* _WORK TO DO_
Please edit the records from the first line through the line containing "[1106, 307]" by replacing "porch railing" with "deck railing" and changing nothing else. Return only those lines.
** begin DATASET RECORDS **
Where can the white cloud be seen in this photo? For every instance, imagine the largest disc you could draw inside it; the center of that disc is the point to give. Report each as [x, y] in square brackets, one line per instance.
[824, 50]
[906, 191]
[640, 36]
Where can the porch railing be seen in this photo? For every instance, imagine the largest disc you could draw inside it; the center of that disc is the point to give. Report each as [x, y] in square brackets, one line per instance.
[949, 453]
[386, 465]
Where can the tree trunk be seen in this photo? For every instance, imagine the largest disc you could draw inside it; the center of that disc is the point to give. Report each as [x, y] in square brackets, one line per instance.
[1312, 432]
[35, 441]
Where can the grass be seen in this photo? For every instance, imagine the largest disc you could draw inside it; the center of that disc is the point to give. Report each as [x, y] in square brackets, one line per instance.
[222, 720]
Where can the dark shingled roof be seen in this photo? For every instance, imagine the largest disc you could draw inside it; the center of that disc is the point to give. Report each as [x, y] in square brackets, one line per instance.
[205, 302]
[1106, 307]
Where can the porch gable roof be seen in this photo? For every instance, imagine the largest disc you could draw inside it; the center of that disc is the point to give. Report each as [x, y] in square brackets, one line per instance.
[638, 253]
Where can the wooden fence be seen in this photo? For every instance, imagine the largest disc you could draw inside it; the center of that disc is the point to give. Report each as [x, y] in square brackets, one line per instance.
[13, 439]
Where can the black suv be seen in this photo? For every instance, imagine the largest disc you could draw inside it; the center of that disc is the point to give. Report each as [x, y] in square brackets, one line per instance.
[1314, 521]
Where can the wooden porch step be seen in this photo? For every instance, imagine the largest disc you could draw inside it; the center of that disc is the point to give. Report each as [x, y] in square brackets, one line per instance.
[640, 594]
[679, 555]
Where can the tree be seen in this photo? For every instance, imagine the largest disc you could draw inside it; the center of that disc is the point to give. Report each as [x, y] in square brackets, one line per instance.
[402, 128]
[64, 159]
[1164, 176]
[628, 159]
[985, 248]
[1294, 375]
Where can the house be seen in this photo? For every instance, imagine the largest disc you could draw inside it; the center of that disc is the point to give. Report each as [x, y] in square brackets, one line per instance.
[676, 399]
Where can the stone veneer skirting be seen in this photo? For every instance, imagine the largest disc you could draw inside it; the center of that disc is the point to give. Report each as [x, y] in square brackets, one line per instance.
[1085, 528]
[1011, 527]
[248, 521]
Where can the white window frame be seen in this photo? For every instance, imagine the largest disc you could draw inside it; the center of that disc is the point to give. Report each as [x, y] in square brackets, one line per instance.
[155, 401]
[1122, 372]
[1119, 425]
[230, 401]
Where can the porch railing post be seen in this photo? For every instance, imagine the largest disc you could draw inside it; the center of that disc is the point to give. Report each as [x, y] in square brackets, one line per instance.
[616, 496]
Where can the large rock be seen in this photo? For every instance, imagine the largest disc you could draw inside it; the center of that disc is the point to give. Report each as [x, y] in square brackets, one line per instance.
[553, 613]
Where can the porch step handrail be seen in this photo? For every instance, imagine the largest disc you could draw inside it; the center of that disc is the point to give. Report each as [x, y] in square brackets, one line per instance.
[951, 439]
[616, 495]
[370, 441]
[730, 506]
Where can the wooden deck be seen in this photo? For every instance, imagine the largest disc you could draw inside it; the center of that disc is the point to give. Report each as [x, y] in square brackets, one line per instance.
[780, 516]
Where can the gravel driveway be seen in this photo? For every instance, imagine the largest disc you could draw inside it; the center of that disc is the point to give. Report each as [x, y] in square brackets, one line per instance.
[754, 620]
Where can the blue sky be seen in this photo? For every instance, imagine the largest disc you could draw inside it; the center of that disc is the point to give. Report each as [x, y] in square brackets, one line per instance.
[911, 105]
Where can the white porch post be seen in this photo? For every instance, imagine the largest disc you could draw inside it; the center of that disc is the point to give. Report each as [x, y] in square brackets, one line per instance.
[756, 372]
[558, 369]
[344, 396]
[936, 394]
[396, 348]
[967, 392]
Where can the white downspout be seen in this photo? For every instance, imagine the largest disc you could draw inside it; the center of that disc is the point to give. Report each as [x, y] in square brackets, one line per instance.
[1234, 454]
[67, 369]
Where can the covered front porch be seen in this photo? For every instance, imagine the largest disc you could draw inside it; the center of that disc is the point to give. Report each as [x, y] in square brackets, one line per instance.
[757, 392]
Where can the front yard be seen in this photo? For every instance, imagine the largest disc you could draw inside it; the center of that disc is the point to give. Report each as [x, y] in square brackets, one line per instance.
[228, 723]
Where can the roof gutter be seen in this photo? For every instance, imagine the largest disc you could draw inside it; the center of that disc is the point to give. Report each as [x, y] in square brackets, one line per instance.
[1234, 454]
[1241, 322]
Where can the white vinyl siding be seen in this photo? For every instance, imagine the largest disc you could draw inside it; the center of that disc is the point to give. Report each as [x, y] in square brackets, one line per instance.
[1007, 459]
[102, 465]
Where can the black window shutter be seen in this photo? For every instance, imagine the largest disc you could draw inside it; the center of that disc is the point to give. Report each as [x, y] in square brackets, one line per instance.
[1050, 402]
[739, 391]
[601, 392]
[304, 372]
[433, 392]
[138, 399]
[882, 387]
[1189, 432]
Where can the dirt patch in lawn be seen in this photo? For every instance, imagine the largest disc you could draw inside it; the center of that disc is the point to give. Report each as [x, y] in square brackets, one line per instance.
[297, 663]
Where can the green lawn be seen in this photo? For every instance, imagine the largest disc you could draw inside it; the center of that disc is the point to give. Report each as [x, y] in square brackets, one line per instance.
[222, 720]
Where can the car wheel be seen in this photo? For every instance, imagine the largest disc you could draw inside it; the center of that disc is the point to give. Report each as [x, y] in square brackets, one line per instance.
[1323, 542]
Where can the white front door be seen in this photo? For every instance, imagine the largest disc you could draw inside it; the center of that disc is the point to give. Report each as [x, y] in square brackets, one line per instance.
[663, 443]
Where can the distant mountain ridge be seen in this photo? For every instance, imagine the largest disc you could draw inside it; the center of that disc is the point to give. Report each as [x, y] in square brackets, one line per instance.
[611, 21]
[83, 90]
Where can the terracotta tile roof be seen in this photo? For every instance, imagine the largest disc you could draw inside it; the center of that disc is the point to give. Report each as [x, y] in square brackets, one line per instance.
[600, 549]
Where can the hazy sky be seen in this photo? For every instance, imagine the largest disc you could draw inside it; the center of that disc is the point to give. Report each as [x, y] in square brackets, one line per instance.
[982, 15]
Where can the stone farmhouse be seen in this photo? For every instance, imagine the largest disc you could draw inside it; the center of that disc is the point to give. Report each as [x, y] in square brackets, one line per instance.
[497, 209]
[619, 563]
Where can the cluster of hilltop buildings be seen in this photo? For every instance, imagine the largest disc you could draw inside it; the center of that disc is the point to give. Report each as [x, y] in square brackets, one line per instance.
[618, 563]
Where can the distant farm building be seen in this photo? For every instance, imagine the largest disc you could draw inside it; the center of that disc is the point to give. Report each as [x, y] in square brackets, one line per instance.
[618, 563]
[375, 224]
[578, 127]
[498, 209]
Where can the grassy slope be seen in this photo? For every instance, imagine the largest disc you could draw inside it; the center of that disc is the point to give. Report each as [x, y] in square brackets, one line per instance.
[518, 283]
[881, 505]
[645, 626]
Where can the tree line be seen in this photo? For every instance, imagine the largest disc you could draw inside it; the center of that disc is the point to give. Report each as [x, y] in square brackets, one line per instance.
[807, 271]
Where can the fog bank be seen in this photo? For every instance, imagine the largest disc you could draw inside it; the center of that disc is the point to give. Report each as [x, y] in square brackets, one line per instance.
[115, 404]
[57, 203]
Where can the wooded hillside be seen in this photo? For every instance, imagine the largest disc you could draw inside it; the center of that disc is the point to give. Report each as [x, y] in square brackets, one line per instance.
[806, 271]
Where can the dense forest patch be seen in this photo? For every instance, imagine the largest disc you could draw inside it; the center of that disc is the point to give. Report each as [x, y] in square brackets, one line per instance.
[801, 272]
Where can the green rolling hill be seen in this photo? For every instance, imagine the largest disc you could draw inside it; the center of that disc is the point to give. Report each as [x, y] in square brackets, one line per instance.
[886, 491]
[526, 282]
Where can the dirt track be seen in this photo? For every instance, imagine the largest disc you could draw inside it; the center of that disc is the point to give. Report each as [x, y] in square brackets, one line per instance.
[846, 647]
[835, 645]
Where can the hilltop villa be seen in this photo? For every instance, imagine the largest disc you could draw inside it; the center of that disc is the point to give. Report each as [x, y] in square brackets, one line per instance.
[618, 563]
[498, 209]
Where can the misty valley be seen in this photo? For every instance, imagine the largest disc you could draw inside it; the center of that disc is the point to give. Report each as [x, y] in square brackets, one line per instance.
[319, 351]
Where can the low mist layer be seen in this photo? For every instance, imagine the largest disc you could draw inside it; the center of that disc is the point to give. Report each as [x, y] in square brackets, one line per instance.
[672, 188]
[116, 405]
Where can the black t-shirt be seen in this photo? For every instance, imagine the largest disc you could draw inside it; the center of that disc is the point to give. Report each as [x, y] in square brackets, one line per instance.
** end DATASET RECORDS **
* _COMPLETED TASK_
Where can the white cloud be seen in this photo? For every instance, imagine the largest disc you could draw inside it; the center of that disc is the point to give. Report each as [x, y] in square brackets, one line per instance.
[824, 50]
[906, 191]
[640, 36]
Where can the deck railing be seen in this photo? For every instance, imagine the largest disc you could draw inside it; the center of that disc is the point to give. Report each as [x, y] in square brackets, one line per instance.
[949, 453]
[386, 465]
Where can the tree trunk be seen in this photo? For every instance, imagine the largest disc you could draw inside it; the center of that disc is the point to give. Report each as [x, y] in square brackets, one line per instance.
[1312, 432]
[35, 441]
Where can the grass be seen in this photo? For every instance, imagine the largest disc you could draw inside it; the center of that disc is the point to give. Report each as [x, y] in square brackets, one line per instance.
[222, 720]
Where can the dark shingled roof be seen in this photo? For every instance, imagine the largest disc you could draw inside it; the center of that disc is the point to give. Report each as [x, y] in square brackets, one line per instance.
[205, 302]
[1106, 307]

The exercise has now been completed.